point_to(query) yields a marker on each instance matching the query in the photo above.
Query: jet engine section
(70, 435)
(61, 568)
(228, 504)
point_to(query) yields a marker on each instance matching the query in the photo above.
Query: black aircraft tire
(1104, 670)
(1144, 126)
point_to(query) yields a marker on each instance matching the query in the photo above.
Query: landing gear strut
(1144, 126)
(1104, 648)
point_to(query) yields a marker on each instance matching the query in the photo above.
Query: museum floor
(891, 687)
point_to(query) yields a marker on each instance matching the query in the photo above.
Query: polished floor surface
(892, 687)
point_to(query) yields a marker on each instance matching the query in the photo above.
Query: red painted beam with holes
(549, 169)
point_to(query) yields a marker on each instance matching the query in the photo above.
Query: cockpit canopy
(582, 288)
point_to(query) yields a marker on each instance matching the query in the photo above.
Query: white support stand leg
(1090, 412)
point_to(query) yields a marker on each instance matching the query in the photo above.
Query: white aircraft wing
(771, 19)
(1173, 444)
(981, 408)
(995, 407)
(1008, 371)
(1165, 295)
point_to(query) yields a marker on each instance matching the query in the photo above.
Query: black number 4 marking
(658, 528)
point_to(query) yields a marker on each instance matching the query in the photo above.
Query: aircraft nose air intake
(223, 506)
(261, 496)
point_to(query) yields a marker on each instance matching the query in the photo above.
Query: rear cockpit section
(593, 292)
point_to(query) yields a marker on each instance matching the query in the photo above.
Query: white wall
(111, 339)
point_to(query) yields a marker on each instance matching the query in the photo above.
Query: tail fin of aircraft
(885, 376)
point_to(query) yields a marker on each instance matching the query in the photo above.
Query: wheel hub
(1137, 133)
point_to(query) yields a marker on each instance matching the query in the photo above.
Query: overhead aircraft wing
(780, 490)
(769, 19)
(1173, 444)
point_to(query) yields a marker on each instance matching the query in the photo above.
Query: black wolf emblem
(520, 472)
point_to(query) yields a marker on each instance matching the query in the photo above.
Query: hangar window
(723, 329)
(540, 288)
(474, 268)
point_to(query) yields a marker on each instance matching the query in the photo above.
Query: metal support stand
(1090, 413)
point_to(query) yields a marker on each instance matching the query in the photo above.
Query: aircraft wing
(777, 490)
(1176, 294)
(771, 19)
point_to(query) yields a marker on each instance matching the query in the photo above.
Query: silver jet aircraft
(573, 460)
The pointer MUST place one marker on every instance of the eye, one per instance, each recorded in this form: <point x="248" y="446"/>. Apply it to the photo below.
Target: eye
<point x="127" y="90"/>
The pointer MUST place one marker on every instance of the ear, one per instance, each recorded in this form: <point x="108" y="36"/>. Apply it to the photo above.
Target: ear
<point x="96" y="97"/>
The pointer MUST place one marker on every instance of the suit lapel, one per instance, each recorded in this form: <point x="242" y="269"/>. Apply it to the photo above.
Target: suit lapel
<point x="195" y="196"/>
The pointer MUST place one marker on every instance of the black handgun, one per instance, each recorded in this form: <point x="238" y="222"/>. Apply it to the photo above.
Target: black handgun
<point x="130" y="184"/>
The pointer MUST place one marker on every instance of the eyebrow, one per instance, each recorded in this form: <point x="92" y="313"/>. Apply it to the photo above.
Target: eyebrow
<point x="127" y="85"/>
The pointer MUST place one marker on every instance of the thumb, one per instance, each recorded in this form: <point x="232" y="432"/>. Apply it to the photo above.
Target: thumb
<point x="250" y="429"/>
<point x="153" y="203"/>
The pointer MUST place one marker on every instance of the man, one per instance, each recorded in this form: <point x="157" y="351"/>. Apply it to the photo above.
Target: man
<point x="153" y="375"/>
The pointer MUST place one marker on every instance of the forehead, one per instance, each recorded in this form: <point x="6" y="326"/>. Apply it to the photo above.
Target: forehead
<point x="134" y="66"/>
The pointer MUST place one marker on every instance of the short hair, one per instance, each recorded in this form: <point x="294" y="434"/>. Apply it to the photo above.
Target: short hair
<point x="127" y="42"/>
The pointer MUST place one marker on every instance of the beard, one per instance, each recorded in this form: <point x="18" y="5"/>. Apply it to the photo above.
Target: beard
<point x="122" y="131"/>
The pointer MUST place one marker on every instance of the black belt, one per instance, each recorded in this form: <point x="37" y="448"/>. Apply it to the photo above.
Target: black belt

═══

*Task requirements*
Which lines of the data contain the string "belt"? Copy each one.

*Result for this task*
The pointer MUST place one marker on every instance of the black belt, one per instance, each recorded in this form: <point x="37" y="448"/>. Apply it to the photo above.
Target: black belt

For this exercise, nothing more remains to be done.